DOCUMENT SEGMENT =
/---
CHARLOTTESVILLE, Va. (WVIR) - Meet Philip Weber of Charlottesville…aka the Running Man...aka the British Bulldog. “I guess I’m a bit of a celebrity…not intentionally, but that's the way it worked out,” he said. 

You may have seen him around, the mysterious Running Man has been pounding the pavement since the late 1980s. Through the years, Weber slowly worked his way from 3 miles to marathons. He runs more than 5,000 miles a year and has become a constant in the community.

He is extremely recognizable by how much he runs, and how little he wears, rain or shine. He's been out in his short shorts, sporting unique facial hair, for decades.

“I’ve got a bit of fame for running without a shirt in the snow,” he said. “I like to stir up trouble so I got these (British flag shorts) at the Ragged Mountain Running Shop. I would run these right around July 4, just to cause controversy, and then I got the reputation as the British Bulldog.”

For Weber, running marathon distances in one day is normal. He sometimes runs a half marathon in the morning and a half marathon in the afternoon, just for fun. “Maybe 30 kilometers 4 days in a row, and other days 25 km per day, and maybe one day of 20 km for rest,” he stated.
\---
TO DO = Print the article about Charlottesville's Running Man word for word, from beginning to end. The data that comes next plays no part here.

RECORD EXCERPTS =
/---
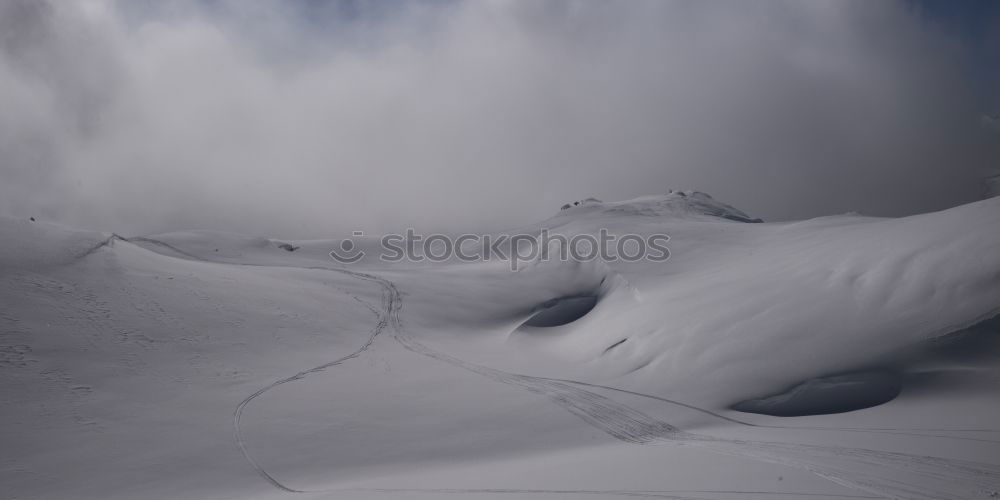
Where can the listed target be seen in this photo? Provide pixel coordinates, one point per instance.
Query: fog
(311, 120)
\---
/---
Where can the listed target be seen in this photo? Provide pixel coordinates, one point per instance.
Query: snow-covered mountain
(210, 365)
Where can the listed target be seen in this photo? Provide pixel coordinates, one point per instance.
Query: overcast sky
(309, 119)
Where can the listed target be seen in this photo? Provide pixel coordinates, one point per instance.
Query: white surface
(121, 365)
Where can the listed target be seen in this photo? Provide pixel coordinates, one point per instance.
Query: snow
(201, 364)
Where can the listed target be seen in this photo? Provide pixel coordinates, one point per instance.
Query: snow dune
\---
SOLUTION FOR THIS EXERCISE =
CHARLOTTESVILLE, Va. (WVIR) - Meet Philip Weber of Charlottesville…aka the Running Man...aka the British Bulldog. “I guess I’m a bit of a celebrity…not intentionally, but that's the way it worked out,” he said. 

You may have seen him around, the mysterious Running Man has been pounding the pavement since the late 1980s. Through the years, Weber slowly worked his way from 3 miles to marathons. He runs more than 5,000 miles a year and has become a constant in the community.

He is extremely recognizable by how much he runs, and how little he wears, rain or shine. He's been out in his short shorts, sporting unique facial hair, for decades.

“I’ve got a bit of fame for running without a shirt in the snow,” he said. “I like to stir up trouble so I got these (British flag shorts) at the Ragged Mountain Running Shop. I would run these right around July 4, just to cause controversy, and then I got the reputation as the British Bulldog.”

For Weber, running marathon distances in one day is normal. He sometimes runs a half marathon in the morning and a half marathon in the afternoon, just for fun. “Maybe 30 kilometers 4 days in a row, and other days 25 km per day, and maybe one day of 20 km for rest,” he stated.